**Passage given**
Yes, at first the local accents were a bit difficult.  The Glasgow accent took me years to understand, but I didn't hear it every day.


----------



## Ameriscot (Nov 23, 2014)

hollydolly said:


> LOL..I am Scottish born and bred as you know, you don't have to sell it to me chikadee. and it's lovely to have so many Americans here in the UK .. but honestly I am just curious , ...the USA is vast, so aren't there many places in the US that provide all of those things?  Just makes me wonder why sooo many Brits migrate to America



In a word.  No.  There is no place in the US that provides every single one of those things.  There are huge differences in attitudes, the US has too many guns, too many evangelicals in power, too much homophobia and racism.  Not bashing the US, but I'd rather be here.

Also, the US has no ancient sites (except for a few native American ones in the SW), which I love.  No NHS.  In Scotland nobody cares if you go to church, people don't ask you your occupation right off the bat when they meet you.  In my immediate area (village) there is zero crime.


----------



## Twixie (Nov 23, 2014)

What were your thoughts on the Scottish referendum..??


----------



## hollydolly (Nov 23, 2014)

Ameriscot said:


> In a word.  No.  There is no place in the US that provides every single one of those things.  There are huge differences in attitudes, the US has too many guns, too many evangelicals in power, too much homophobia and racism.  Not bashing the US, but I'd rather be here.
> 
> Also, the US has no ancient sites (except for a few native American ones in the SW), which I love.  No NHS.  In Scotland nobody cares if you go to church, people don't ask you your occupation right off the bat when they meet you.  In my immediate area (village) there is zero crime.

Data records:
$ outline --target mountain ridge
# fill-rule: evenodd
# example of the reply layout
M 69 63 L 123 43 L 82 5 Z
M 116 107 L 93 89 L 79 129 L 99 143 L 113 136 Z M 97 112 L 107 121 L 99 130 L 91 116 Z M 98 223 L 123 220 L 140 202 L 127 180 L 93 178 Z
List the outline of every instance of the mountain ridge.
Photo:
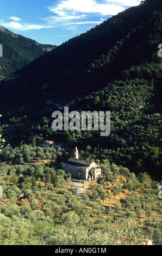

**Required tasks**
1) Condense the paragraph of the forum thread that begins "Also, the US has no ancient sites" into a short bulleted list that keeps its main facts.
2) According to the forum thread, which accent took the writer years to understand?
3) Repeat the stretch of the forum thread from "Yes, at first" through "Ameriscot (Nov 23, 2014)".
The records have no connection to the forum thread.

**Solution set**
1)
- The US has no ancient sites apart from a few Native American ones in the SW, and the writer loves such sites.
- The US has no NHS.
- In Scotland nobody cares whether you go to church.
- People there don't ask your occupation right when they meet you.
- The writer's village has zero crime.

2) The Glasgow accent.

3)
Yes, at first the local accents were a bit difficult.  The Glasgow accent took me years to understand, but I didn't hear it every day.


----------



## Ameriscot (Nov 23, 2014)